■ WORK INSTRUCTION: The finished copy must match the records exactly, except that it contains no pictures.

[Region pointing data]

►

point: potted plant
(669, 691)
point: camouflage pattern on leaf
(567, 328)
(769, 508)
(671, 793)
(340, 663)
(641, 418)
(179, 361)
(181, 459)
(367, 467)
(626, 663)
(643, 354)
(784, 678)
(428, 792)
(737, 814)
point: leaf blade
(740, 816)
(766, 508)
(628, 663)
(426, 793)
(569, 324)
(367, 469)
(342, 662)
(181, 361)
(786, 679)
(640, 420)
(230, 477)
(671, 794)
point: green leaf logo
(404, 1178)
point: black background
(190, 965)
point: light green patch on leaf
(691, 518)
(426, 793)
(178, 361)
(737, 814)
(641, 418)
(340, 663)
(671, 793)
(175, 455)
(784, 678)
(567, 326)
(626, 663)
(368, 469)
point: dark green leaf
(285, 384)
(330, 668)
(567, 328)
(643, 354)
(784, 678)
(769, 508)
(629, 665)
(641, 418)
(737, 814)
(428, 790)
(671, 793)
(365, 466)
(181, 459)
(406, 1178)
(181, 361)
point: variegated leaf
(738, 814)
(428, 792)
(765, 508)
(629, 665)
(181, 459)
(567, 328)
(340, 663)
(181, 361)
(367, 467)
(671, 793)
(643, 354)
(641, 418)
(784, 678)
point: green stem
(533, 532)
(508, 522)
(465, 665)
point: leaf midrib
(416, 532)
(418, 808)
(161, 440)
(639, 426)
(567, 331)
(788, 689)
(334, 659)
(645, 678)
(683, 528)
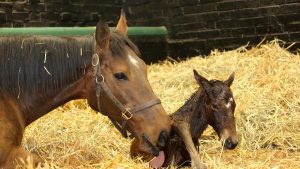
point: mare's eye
(120, 76)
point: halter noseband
(127, 113)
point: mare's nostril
(229, 144)
(163, 138)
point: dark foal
(212, 104)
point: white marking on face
(228, 104)
(133, 60)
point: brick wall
(25, 13)
(195, 26)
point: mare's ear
(102, 36)
(202, 81)
(230, 79)
(122, 24)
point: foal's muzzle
(162, 139)
(161, 142)
(230, 144)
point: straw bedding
(266, 90)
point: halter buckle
(126, 114)
(102, 79)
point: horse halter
(127, 113)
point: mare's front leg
(183, 130)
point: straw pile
(266, 90)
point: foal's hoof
(198, 165)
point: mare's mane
(37, 65)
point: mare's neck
(66, 82)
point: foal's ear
(122, 24)
(229, 81)
(202, 81)
(102, 36)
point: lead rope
(96, 65)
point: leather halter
(127, 113)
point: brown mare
(212, 104)
(44, 72)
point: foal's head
(125, 74)
(221, 105)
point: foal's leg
(18, 156)
(183, 131)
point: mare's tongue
(158, 161)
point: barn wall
(195, 26)
(198, 26)
(25, 13)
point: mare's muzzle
(230, 144)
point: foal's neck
(193, 112)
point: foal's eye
(120, 76)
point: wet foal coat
(212, 104)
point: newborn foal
(212, 104)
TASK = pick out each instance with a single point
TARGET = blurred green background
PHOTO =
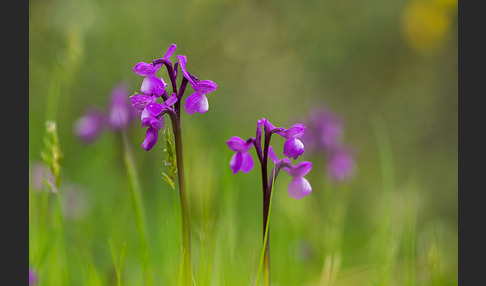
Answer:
(388, 68)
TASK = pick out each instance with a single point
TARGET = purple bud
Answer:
(299, 187)
(293, 148)
(151, 137)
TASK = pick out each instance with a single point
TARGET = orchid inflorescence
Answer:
(153, 87)
(293, 148)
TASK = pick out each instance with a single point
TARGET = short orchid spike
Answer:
(241, 160)
(298, 187)
(198, 100)
(293, 147)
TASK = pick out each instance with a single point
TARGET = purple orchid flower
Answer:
(298, 187)
(153, 85)
(32, 277)
(241, 160)
(198, 100)
(293, 147)
(152, 116)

◄

■ COMPLETED EXERCISE:
point: potted plant
(669, 691)
point: camouflage pattern on leaf
(567, 328)
(769, 508)
(671, 793)
(340, 663)
(641, 418)
(179, 361)
(181, 459)
(367, 467)
(626, 663)
(643, 354)
(784, 678)
(428, 792)
(737, 814)
point: leaf blade
(740, 816)
(766, 508)
(628, 663)
(426, 793)
(569, 324)
(367, 469)
(342, 662)
(181, 361)
(786, 679)
(640, 420)
(230, 477)
(671, 794)
point: green leaf logo
(404, 1178)
point: black background
(190, 965)
point: light green patch on leaf
(691, 518)
(426, 793)
(178, 361)
(737, 814)
(641, 418)
(340, 663)
(671, 793)
(175, 455)
(784, 678)
(567, 326)
(626, 663)
(368, 469)
point: dark green leaf
(285, 384)
(330, 668)
(567, 328)
(643, 354)
(784, 678)
(769, 508)
(629, 665)
(641, 418)
(737, 814)
(428, 790)
(671, 793)
(365, 466)
(181, 459)
(406, 1178)
(181, 361)
point: variegated leaf
(738, 814)
(428, 792)
(765, 508)
(629, 665)
(181, 459)
(567, 328)
(340, 663)
(181, 361)
(367, 467)
(671, 793)
(643, 354)
(641, 418)
(784, 678)
point: green stem
(533, 532)
(508, 522)
(465, 665)
point: leaf midrib
(416, 532)
(418, 808)
(161, 440)
(639, 426)
(567, 331)
(788, 689)
(334, 659)
(645, 678)
(683, 528)
point: mare's eye
(120, 76)
point: halter noseband
(127, 113)
point: mare's nostril
(229, 144)
(163, 138)
point: dark foal
(212, 104)
point: white marking on face
(228, 104)
(133, 60)
point: brick wall
(25, 13)
(195, 26)
point: mare's ear
(102, 36)
(202, 81)
(230, 79)
(122, 24)
point: foal's muzzle
(162, 139)
(161, 142)
(230, 144)
point: straw bedding
(266, 90)
point: halter buckle
(126, 114)
(102, 79)
point: horse halter
(127, 113)
point: mare's front leg
(183, 130)
point: straw pile
(266, 90)
point: foal's hoof
(198, 165)
point: mare's mane
(37, 65)
point: mare's neck
(66, 82)
point: foal's ear
(122, 24)
(229, 81)
(202, 81)
(102, 36)
point: lead rope
(96, 65)
point: leather halter
(127, 113)
point: brown mare
(212, 104)
(44, 72)
point: foal's head
(125, 74)
(221, 105)
point: foal's leg
(18, 156)
(183, 131)
point: mare's tongue
(158, 161)
point: barn wall
(195, 26)
(198, 26)
(25, 13)
point: mare's muzzle
(230, 144)
point: foal's neck
(193, 112)
point: foal's eye
(120, 76)
point: wet foal coat
(212, 104)
point: newborn foal
(212, 104)
TASK = pick out each instance with a single point
TARGET = blurred green background
PHOTO =
Answer:
(388, 68)
TASK = pick out each instance with a single point
TARGET = purple bud
Answer:
(299, 187)
(293, 148)
(151, 137)
TASK = pick out each instance with a single point
TARGET = orchid inflorescence
Answer:
(153, 87)
(293, 148)
TASK = pick out each instance with a single point
TARGET = short orchid spike
Answer:
(241, 160)
(298, 187)
(198, 100)
(293, 147)
TASK = pick out each instance with a single point
TARGET = purple orchid flower
Answer:
(298, 187)
(153, 85)
(32, 277)
(241, 160)
(198, 100)
(293, 147)
(152, 116)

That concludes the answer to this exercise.